### Trabalho solicitado:
(a) Segundo a reportagem sobre a aldeia Krukutu, onde está isolado o grupo de indígenas contaminados?
(b) Escreva o trecho seguinte da reportagem sobre a aldeia Krukutu, a partir da última frase.

### Trecho apresentado:

::::::::::

Casos suspeitos são isolados em escola dentro da tribo; ervas medicinais são usadas para prevenir doença
Os portões da aldeia Krukutu, em uma área isolada de Parelheiros (extremo sul de SP), estão fechados com cadeado. Na entrada, uma placa avisa que a entrada de estranhos é proibida devido ao coronavírus.
Mesmo com isolamento geográfico da terra indígena e a quarentena, o coronavírus já chegou até a aldeia. Um grupo de índios contaminados está isolado em uma escola, enquanto os demais passam por testagem em massa.
A aldeia Krukutu, a cerca de 40 km do centro de São Paulo, é habitada por aproximadamente 30 guaranis. A terra fica na área de Proteção Ambiental Capivari – Monos, às margens da represa Billlings, na divisa com São Bernardo do Campo.
A terra indígena fica a 16 km do centro de Parelheiros, bairro do extremo sul onde as mortes ligadas ao coronavírus (suspeitas ou não) mais crescem —elas subiram 142% na primeira quinzena de maio, passando de 24 para 58, o maior crescimento do período.
Dentro da unidade, o clima é de apreensão. Na terça-feira (19), a educadora Janinha Gabriel, 42, chegou ao local desesperada, procurando lideranças da aldeia.

::::::::::

### Registros extraídos:
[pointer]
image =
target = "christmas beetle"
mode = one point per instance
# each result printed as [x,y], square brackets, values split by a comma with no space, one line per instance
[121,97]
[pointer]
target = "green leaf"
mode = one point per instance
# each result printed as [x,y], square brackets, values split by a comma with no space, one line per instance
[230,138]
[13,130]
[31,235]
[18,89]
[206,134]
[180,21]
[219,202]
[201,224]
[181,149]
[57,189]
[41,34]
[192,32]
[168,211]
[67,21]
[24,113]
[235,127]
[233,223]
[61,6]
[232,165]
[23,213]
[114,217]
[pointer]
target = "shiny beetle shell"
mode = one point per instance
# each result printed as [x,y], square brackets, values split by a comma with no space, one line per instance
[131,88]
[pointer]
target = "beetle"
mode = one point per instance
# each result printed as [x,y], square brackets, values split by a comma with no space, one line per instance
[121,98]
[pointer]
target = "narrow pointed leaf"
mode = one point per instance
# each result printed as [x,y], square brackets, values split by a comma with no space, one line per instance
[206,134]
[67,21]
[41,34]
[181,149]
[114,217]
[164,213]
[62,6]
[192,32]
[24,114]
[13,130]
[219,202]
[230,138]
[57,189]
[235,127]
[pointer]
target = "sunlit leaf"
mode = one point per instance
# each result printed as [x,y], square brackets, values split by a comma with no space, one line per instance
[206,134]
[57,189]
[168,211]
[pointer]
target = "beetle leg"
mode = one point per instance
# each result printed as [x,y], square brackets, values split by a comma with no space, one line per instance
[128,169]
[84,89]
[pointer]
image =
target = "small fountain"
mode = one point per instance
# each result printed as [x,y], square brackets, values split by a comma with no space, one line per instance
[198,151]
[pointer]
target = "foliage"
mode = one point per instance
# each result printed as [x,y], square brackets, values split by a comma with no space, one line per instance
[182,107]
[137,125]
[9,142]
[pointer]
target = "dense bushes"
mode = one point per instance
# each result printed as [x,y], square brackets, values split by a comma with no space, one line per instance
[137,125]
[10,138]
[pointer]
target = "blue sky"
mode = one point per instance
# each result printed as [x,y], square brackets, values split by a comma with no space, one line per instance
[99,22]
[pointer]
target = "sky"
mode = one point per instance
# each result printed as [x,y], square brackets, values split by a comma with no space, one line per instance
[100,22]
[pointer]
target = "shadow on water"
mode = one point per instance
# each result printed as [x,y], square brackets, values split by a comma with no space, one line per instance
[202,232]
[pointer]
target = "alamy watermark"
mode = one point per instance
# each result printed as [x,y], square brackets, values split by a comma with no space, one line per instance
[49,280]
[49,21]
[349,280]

::::::::::

### Resultados:
(a) Em uma escola dentro da aldeia.

(b)
Ela teve o filho e um genro infectados pela doença. “Meu filho está em casa ainda, mas vai ser trazido daqui a pouquinho para o isolamento. Meu genro já está isolado”, diz. “Não sei como eu faço, estamos isolados aqui”, diz ela, que chora ao falar da situação.
Na aldeia, há um posto de saúde que auxilia no tratamento e na testagem dos casos suspeitos. Além disso, o Ceci (Centro de Educação e Cultura Indígena Krukutu), que teve as aulas interrompidas, tem servido para abrigar os casos confirmados.
Segundo moradores da tribo, ao menos três pessoas já tiveram a infecção confirmada por testes. Eles não sabem dizer, porém, quantos são os casos suspeitos.
A maioria das famílias que vivem ali já foram testadas para Covid-19 e os resultados devem sair em breve. Enquanto isso, a saída é reforçar o isolamento.
As visitas de turistas, nas quais os indíos divulgam sua cultura e aproveitam para vender artesanato, foram todas canceladas.
“A gente fechou o portão para os brancos não chegarem aqui na aldeia. Como a gente mora no meio da floresta, tem uma tranquilidade melhor. Porque a gente vê que na cidade a coisa tá feia. Como as casas aqui são uma longe da outra, a gente fica mais prevenido”, diz o escritor Olívio Jekupé, 54, morador da tribo.
Ele afirma que o modo de viver dos indígenas favorece a quarentena. “Na prática, a gente já vive numa quarentena, porque a gente já tem esse costume de ficar isolado”.
Jekupé afirma que, embora a aldeia esteja assistida por médicos, o conhecimento indígena também ajuda a combater a doença.
“Tem um postinho de saúde, que tem uma equipe médica que trabalha de segunda a sexta. A gente sempre tem a parte do branco, que seria o médico, mas a gente tem o pajé, que tem esses conhecimentos de remédio, porque a gente tem que fazer tudo junto”, diz.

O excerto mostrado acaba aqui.